#### Texte de référence
****

Privilégiés dans cette guerre de l’information, nous avions pu découvrir l’intégralité du projet a peine sorti du mastering, en septembre dernier. Une claque énorme, une admiration sans bornes et l’envie soudaine, immédiate, de sauter dans un train, traverser la France pour allez dénicher chez lui ce personnage atypique, ce Perdant Magnifique. 

Durant les quatre heures de trajet qui nous sépare de l’Hérault, les dix titres du projet s’enchaînent dans le casque, en boucle, sans lassitude aucune. Ahmad ne refait pas sa vie, il la continue en un seul paragraphe, épurant ses textes, ajustant son univers avec une musicalité impressionnante. Le train rentre en gare en même temps que se dessine une certitude : Perdants Magnifiques est un album comme il y en a peu, comme il n’y en a plus. Ceux que l’on écoutera encore dans dix ans, que l’on aura envie de faire découvrir à nos enfants. A peine le temps de sourire à ce constat limpide que nous nous installons devant le rappeur amical, timide, pour quelques heures de discussion… Morceaux choisis.

ReapHit : Pour commencer, peux-tu nous dire dans quelles ambiances musicales tu as grandi ? 

Ahmad : Renaud beaucoup, Fairuz une chanteuse libanaise que ma mère adorait, elle écoutait Moustaki aussi.  Et … Michael Jackson. Mon père aimait  une chanson de Ferré, « Avec le Temps ». C’est la seule que je connaisse. Pas du tout de soul, pas du tout de jazz, c’est venu beaucoup plus tard. Après le rap même.

Tu donnes l’impression de fournir un travail très méticuleux sur ton usage de la langue française, d’où te vient ce goût ? 

C’est surtout l’oralité qui m’intéresse, les dialogues notamment.  C’est le sens de la formule que je trouve mortel, les traits d’esprits plus que l’écriture léchée. Ce n’est pas que l’écriture mon truc, j’aime bien, mais je veux construire autre chose. C’est délicat à expliquer (sourire).

Ça semble abstrait…

Ce n’est pas abstrait, en fait c’est un ressenti. Mes textes ne sont pas écrits en un jour, mais ils comportent une continuité, une couleur.  C’est un ressenti que je mets sur le papier.

Au fil des projets, on note que tu es de plus en plus minimaliste dans la construction de tes phrases, par exemple : « Rêve brisé, destin plexiglas » ou encore « Crapaud bave, colombe waterproof ». C’est ça l’idée ?

****

#### Données extraites
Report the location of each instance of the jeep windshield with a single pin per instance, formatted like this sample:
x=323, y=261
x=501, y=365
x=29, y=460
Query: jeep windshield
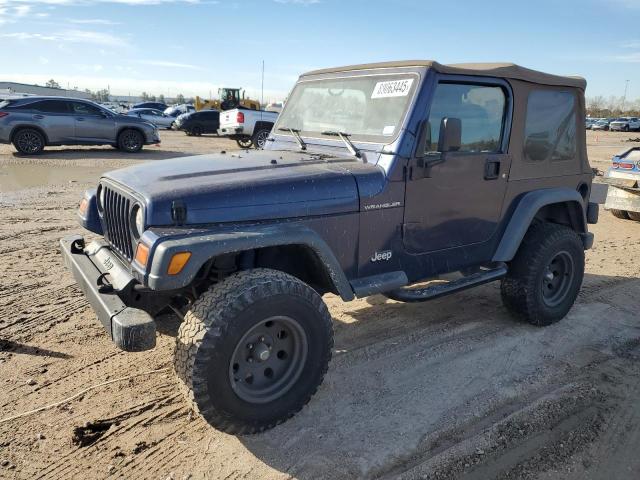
x=369, y=108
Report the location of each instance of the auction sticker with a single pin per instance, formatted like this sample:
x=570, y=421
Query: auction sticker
x=392, y=88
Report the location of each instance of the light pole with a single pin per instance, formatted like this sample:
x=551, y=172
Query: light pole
x=624, y=97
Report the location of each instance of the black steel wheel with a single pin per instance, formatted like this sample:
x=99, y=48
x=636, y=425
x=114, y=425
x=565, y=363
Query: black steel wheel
x=268, y=360
x=621, y=214
x=260, y=138
x=130, y=140
x=545, y=276
x=253, y=349
x=557, y=278
x=244, y=142
x=29, y=141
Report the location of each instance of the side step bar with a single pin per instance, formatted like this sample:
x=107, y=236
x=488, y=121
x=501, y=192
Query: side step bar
x=434, y=291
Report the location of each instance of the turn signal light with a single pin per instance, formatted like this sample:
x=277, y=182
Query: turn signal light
x=142, y=254
x=84, y=205
x=177, y=263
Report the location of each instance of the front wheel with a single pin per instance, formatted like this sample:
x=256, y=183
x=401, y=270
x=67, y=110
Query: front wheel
x=130, y=141
x=29, y=141
x=260, y=138
x=545, y=276
x=245, y=142
x=253, y=350
x=621, y=214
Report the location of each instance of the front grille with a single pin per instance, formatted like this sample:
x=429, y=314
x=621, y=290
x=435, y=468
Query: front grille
x=116, y=213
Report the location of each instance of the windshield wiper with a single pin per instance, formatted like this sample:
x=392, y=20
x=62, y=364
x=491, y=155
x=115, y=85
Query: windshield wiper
x=296, y=134
x=345, y=138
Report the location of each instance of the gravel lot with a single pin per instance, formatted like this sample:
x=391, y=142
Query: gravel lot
x=454, y=388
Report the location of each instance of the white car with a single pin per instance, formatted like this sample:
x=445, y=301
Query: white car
x=625, y=124
x=247, y=127
x=158, y=118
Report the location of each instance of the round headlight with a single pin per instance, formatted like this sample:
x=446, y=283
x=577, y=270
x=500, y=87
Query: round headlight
x=100, y=198
x=138, y=220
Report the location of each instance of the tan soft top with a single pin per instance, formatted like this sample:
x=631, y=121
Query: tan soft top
x=504, y=70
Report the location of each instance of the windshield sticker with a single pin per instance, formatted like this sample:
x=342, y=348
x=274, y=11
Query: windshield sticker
x=392, y=88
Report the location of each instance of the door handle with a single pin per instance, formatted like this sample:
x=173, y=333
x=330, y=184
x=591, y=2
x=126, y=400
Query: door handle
x=491, y=169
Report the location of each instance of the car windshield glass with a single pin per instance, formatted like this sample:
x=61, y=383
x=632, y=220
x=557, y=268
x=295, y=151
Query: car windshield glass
x=370, y=108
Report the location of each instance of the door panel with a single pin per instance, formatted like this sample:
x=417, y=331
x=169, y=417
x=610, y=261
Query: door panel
x=457, y=205
x=91, y=125
x=456, y=201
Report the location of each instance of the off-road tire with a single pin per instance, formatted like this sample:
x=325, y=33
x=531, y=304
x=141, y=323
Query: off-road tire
x=245, y=142
x=621, y=214
x=522, y=288
x=210, y=334
x=130, y=141
x=29, y=141
x=259, y=138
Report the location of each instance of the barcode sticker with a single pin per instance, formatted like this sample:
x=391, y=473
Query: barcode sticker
x=392, y=88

****

#### Travail demandé
a. Répondez aux questions suivantes d'après l'entretien avec Ahmad :
(i) Combien d'heures dure le trajet jusqu'à l'Hérault ?
(ii) Combien de titres compte le projet ?
(iii) Quelle chanson de Ferré le père d'Ahmad aimait-il ?
b. Indiquez si chacune des affirmations suivantes est conforme à l'entretien avec Ahmad, en citant les mots qui le prouvent :
(i) Le projet a été découvert en septembre dernier.
(ii) Ahmad écoutait de la soul et du jazz avant de découvrir le rap.
(iii) Ahmad affirme écrire ses textes en un jour.
c. Prolongez l'entretien avec Ahmad à la suite de la dernière question posée.

#### Corrigé par exercice
a.
(i) Quatre heures.
(ii) Dix titres.
(iii) « Avec le Temps ».

b.
(i) Oui : « nous avions pu découvrir l’intégralité du projet a peine sorti du mastering, en septembre dernier ».
(ii) Non : « Pas du tout de soul, pas du tout de jazz, c’est venu beaucoup plus tard. Après le rap même. »
(iii) Non : « Mes textes ne sont pas écrits en un jour ».

c.
Oui, je trouve que ça marche bien. C’est une soirée diapo, ça envoie des images. Tu sais, c’est de la matière la langue française, ce n’est pas de l’écriture. On n’est pas dans l’écriture, t’envoies des mots quoi. Avec du flow et de la tension. Et tu les comprends sans les verbes, sans les compléments. J’essaie d’épurer tout le temps, j’aime que chaque phrase ait son petit truc, comme une scène de film. Le cinéma, je l’aime quand c’est épuré, net. Tarantino, même si ça peut paraître baroque, il arrive à faire quelque chose de net. Melville est impressionnant pour ça. Ils travaillent en soustraction; c’est bien quand  il n’y a plus rien à enlever. J’aime cet art là.

Puis des jeux de mots, tu peux en faire plein mais c’est nul ! Surtout quand tu connais le truc. C’est comme quand un magicien fait un tour et que tu connais le truc, ça ne t’impressionne pas. Il faut que ce soit impressionnant, compréhensible et inédit. Tu envoies des images plus que des mots. « tac tac tac » ça va très vite. « Colombe, waterproof ».

Certains disent que la langue française est plus difficile à manier dans les sonorités, tu es d’accord avec ça ?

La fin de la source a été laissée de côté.